__WORK ITEM__
I'd like the data below restated word for word, with the pictures left out.

═════ RECORDS

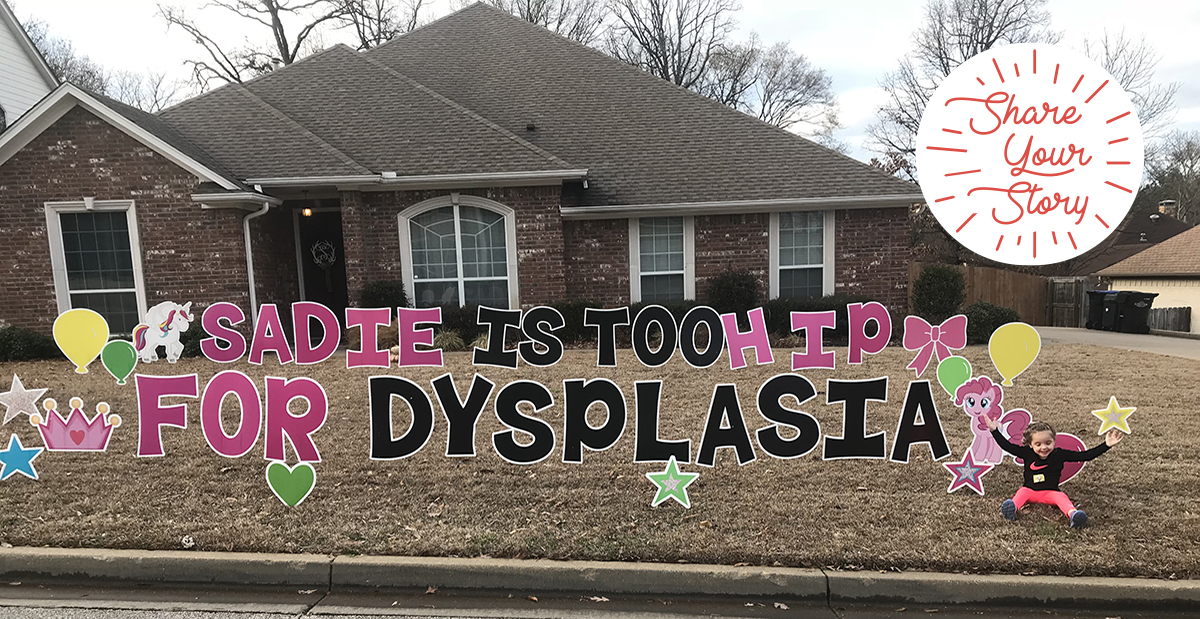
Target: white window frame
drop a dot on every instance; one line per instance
(456, 199)
(827, 274)
(58, 253)
(635, 258)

══════════

__ANSWER SPACE__
Target: white window frame
drop a dot on every instance; one line per instance
(456, 199)
(827, 274)
(58, 253)
(635, 258)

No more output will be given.